• Task to carry out: Pull out every line of the records below and write each one down word for word.

______

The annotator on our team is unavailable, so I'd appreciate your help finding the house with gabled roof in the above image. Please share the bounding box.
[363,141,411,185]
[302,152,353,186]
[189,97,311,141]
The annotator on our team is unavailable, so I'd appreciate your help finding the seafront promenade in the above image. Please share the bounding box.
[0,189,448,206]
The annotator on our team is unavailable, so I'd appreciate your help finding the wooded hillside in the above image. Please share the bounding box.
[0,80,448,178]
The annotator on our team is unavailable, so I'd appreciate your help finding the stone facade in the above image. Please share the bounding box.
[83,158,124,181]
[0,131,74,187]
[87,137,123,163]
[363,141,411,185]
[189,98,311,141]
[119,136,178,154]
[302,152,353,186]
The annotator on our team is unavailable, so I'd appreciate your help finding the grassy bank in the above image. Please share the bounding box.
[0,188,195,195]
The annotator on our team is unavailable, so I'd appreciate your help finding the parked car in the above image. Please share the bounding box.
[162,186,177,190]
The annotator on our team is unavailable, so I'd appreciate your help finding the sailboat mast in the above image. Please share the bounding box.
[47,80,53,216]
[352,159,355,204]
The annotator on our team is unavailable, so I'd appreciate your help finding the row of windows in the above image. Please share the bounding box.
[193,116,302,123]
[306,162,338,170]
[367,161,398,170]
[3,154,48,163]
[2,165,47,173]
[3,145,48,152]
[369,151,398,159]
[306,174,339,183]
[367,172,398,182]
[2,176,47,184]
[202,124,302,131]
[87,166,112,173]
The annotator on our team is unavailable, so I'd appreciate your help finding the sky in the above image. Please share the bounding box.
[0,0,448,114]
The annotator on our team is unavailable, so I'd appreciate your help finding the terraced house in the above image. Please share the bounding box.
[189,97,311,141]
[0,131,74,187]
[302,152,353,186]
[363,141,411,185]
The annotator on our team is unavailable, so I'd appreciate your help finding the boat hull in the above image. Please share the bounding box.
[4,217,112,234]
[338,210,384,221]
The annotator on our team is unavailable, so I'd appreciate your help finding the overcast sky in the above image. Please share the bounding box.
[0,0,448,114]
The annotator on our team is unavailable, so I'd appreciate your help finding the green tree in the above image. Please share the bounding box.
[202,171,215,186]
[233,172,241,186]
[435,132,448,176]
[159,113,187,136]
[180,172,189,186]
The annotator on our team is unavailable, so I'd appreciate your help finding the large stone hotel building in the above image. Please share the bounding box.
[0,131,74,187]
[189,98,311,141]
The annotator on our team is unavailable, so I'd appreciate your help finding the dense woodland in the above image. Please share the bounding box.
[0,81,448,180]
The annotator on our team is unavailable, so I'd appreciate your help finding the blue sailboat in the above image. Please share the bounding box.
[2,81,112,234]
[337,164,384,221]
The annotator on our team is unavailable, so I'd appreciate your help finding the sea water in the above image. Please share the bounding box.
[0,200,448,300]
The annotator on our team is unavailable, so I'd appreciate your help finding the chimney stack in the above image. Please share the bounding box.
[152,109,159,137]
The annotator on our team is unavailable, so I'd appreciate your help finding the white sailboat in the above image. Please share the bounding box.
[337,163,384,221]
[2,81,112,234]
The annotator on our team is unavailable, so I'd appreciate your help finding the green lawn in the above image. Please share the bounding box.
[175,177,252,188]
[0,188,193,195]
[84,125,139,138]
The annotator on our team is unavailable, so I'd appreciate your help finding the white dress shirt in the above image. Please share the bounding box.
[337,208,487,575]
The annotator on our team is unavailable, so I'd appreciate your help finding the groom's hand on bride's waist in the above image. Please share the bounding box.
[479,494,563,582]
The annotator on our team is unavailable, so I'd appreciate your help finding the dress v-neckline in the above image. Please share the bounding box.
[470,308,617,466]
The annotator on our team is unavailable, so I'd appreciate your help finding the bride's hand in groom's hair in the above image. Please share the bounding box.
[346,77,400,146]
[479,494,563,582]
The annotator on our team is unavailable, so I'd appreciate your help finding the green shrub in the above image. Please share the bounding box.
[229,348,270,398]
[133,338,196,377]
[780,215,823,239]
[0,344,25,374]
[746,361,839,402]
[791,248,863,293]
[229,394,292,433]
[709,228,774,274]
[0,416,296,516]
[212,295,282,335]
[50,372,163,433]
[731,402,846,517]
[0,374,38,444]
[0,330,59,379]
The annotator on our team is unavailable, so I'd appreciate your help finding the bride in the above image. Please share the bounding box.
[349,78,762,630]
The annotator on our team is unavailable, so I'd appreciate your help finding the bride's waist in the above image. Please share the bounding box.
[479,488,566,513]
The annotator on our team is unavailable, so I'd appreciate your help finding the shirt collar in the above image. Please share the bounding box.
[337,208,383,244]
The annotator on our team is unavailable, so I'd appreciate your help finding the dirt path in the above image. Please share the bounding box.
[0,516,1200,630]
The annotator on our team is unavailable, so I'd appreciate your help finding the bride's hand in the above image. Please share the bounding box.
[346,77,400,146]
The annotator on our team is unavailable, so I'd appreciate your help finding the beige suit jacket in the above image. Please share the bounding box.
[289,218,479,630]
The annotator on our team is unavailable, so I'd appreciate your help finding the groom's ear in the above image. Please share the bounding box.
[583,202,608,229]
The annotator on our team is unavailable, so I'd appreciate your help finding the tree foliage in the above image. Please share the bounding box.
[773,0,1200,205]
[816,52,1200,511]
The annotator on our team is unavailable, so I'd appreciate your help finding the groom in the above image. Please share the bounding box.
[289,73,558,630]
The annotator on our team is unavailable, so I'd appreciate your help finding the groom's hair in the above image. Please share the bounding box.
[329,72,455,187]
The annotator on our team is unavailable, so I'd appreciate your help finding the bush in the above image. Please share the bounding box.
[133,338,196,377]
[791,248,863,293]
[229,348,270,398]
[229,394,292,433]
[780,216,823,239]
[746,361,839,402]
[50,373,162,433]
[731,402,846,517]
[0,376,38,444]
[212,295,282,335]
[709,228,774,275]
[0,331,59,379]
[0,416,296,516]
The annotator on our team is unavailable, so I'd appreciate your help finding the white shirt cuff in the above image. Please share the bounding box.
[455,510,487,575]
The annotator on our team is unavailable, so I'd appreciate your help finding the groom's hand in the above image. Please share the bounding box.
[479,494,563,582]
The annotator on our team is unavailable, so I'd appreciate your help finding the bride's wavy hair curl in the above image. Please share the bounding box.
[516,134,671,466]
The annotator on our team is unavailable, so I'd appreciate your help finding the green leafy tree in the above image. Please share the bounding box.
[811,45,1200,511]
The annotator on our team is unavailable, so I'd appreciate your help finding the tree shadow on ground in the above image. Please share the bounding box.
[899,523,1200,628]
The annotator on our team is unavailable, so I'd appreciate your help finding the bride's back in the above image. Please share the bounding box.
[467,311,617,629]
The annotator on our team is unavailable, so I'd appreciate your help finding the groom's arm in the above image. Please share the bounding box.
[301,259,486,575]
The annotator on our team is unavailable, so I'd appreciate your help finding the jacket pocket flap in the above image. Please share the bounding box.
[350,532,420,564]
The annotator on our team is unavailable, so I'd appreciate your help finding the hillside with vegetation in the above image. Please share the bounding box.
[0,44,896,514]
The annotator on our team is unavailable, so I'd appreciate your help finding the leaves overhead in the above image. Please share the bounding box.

______

• Response for this exercise:
The annotator on our team is unavailable, so I'd appreciate your help finding the house with gabled roof in the above image. Please share the bounding box.
[363,141,411,185]
[302,152,353,186]
[189,97,311,141]
The annotator on our team is unavailable, so I'd appreciate your help finding the seafront promenade in the above image. Please share the bounding box.
[0,189,448,206]
The annotator on our team is unavailable, so I'd appreciate your help finding the wooded hillside in the above image. Please share the bounding box.
[0,80,448,178]
The annotator on our team is unavailable, so I'd appreciate your help finding the stone facade in the above image. Please share the bounding box.
[83,158,124,181]
[0,131,74,187]
[87,137,123,163]
[363,141,411,185]
[189,98,311,141]
[119,136,178,154]
[302,152,353,186]
The annotator on our team is unavailable, so I'd appreciate your help finding the grassy bank in the above image. Please share the bounding box.
[0,188,195,195]
The annotator on our team is unavailable, so I'd appreciate your help finding the parked car in the above image. Please share the bounding box.
[162,186,177,190]
The annotator on our team is unavailable, so I'd appreciate your help finding the sailboat mast in the above image. Please share the bounding box.
[47,80,53,216]
[352,159,355,204]
The annotator on our team is unavailable, so I'd appreciate your help finding the row of windows in the above image. Please share the bounding box.
[193,116,302,123]
[306,162,338,170]
[367,161,398,170]
[3,154,48,163]
[2,165,47,173]
[3,145,48,152]
[369,151,398,159]
[306,174,339,183]
[367,172,398,182]
[2,176,47,184]
[202,124,302,131]
[87,166,112,173]
The annotator on our team is unavailable, so I'd appreciate your help finding the sky in the above image. Please share the bounding box.
[0,0,448,114]
The annotator on our team is unavailable, so I'd appreciate your help finding the terraced house in the above image. Please share the bounding box.
[189,97,311,141]
[0,131,74,187]
[302,152,353,186]
[363,141,411,185]
The annotator on our team is unavailable, so I'd appreciate your help finding the boat hull in the above image. Please share the bounding box.
[4,217,112,234]
[338,210,384,221]
The annotator on our team is unavailable, so I'd appreciate your help finding the overcast sky in the above image. Please share the bounding box.
[0,0,448,114]
The annotator on our team is unavailable, so I'd appreciate your help finding the green tree in the above image. Please share the bounding box.
[202,171,215,186]
[233,172,241,186]
[435,132,448,176]
[159,113,187,136]
[180,172,189,186]
The annotator on our team is unavailable, so I'd appreciate your help finding the large stone hotel building in the above image. Please share the bounding box.
[0,131,74,187]
[189,98,311,141]
The annotator on our team is unavailable, so I'd appreciate your help finding the dense woodland in the above image. Please share the bounding box.
[0,81,448,180]
The annotator on our team is unavailable, so I'd appreciate your help finding the blue sailboat in the above image. Please share the bounding box.
[2,81,112,234]
[337,164,384,221]
The annotator on our team is unavailable, so I'd appreciate your help finding the sea water in the above image. Please share the bounding box.
[0,200,448,300]
The annotator on our team is unavailable, so I'd appreciate your help finding the chimney stack in the above image. Please share the bounding box.
[152,109,159,137]
The annotator on our team is unavailable, so I'd appreciate your help finding the white sailboat in the above image. Please share the bounding box.
[337,163,384,221]
[2,81,112,234]
The annotator on our team is unavailable, so I'd appreciate your help finding the green lawn in the above image. Please share the bounding box.
[175,177,252,188]
[0,188,193,195]
[84,125,139,138]
The annotator on our team is unavailable, so I'd appreciate your help finding the white dress shirt in the above image. Please share the bounding box.
[337,208,487,575]
The annotator on our team is unavailable, so I'd appreciate your help finding the groom's hand on bride's waist in the above image. Please share the bounding box.
[479,494,563,582]
The annotator on our team is unavailable, so I'd appreciate your help finding the dress v-neckline in the above image. Please share the bounding box.
[470,308,617,466]
The annotator on our team is unavailable, so I'd appreciate your help finding the bride's hand in groom's hair in the above image. Please share the bounding box.
[346,77,400,146]
[479,494,563,582]
The annotator on our team is unavailable, so I'd appreciate your help finding the green shrub in the above image. Please share the bounding box.
[229,348,270,398]
[133,338,196,377]
[780,215,823,239]
[0,344,25,374]
[746,361,839,402]
[791,248,863,293]
[229,394,292,433]
[709,228,774,274]
[0,416,296,516]
[212,295,282,335]
[50,372,163,433]
[731,402,846,517]
[0,374,38,444]
[0,330,59,379]
The annotator on our team is unavailable, so I'd appreciate your help finding the bride in the above image. Please share the bounding box.
[349,78,762,630]
The annotator on our team is unavailable, so I'd appreciate your help finding the bride's waist in the above image. Please share the bounding box.
[479,488,566,513]
The annotator on our team is unavailable, so I'd appreciate your help finding the shirt collar in the above image. Please share the bounding box.
[337,208,383,244]
The annotator on our team is unavailable, so I'd appreciate your help finding the dirt path in the above image. Please share the bounding box.
[0,516,1200,630]
The annotator on our team is unavailable, so I'd appreciate your help finding the bride's hand in the above image. Please share the bounding box.
[346,77,400,146]
The annotator on our team is unavailable, so I'd appreciate your help finding the beige suit jacket in the above image. Please share the bounding box.
[289,218,479,630]
The annotator on our team is unavailable, so I'd appreciate your help finding the groom's ear in the above image. Please share the bounding box.
[583,202,608,229]
The annotator on our team is unavailable, so I'd appreciate your help finding the tree foliage in the above image. Please share the bounding box.
[773,0,1200,205]
[816,52,1200,511]
The annotator on our team is unavailable, so I'd appreciate your help finding the groom in the above image. Please share the bounding box.
[289,73,558,630]
The annotator on our team is unavailable, so I'd appreciate your help finding the groom's hair in the above image. Please share the bounding box.
[329,72,455,187]
The annotator on our team is unavailable, so I'd appreciate your help finding the bush in the above image. Please share the bounding box.
[133,338,196,377]
[791,248,863,293]
[229,348,270,398]
[229,394,292,433]
[780,216,823,239]
[746,361,839,402]
[50,373,162,433]
[731,402,846,517]
[0,376,38,444]
[212,295,282,335]
[709,228,774,275]
[0,331,59,379]
[0,416,296,516]
The annotator on our team is unavailable, so I'd appreciate your help finding the white shirt cuff in the above image. Please share the bounding box.
[455,510,487,575]
The annotator on our team is unavailable, so I'd appreciate your help finding the groom's hand in the above image. Please share the bounding box.
[479,494,563,582]
The annotator on our team is unavailable, so I'd appreciate your help finding the bride's wavy hair curl in the above image. Please share the bounding box.
[516,134,671,466]
The annotator on our team is unavailable, so I'd appreciate your help finding the green leafy tree in the above image. Please share the bounding box.
[811,45,1200,511]
The annotator on our team is unavailable, so I'd appreciate your help finding the tree shadow on ground in the above image. Please share the bounding box.
[899,523,1200,628]
The annotator on our team is unavailable, so I'd appreciate your help finding the bride's back in the above image. Please share the bounding box.
[467,311,617,629]
The annotator on our team is unavailable, so I'd appreciate your help finding the groom's arm in the above image. Please share the bounding box.
[301,259,486,575]
The annotator on our team is unavailable, so I'd appreciate your help finding the jacket pocket flap in the above image. Please share the bounding box.
[350,532,420,564]
The annotator on our team is unavailable, so I'd appreciate your help finding the hillside with vegetation in the above image. Please share the bounding box.
[0,44,896,514]
The annotator on our team is unavailable, so I'd appreciate your help finding the leaves overhead in the above image. Please share the bounding box.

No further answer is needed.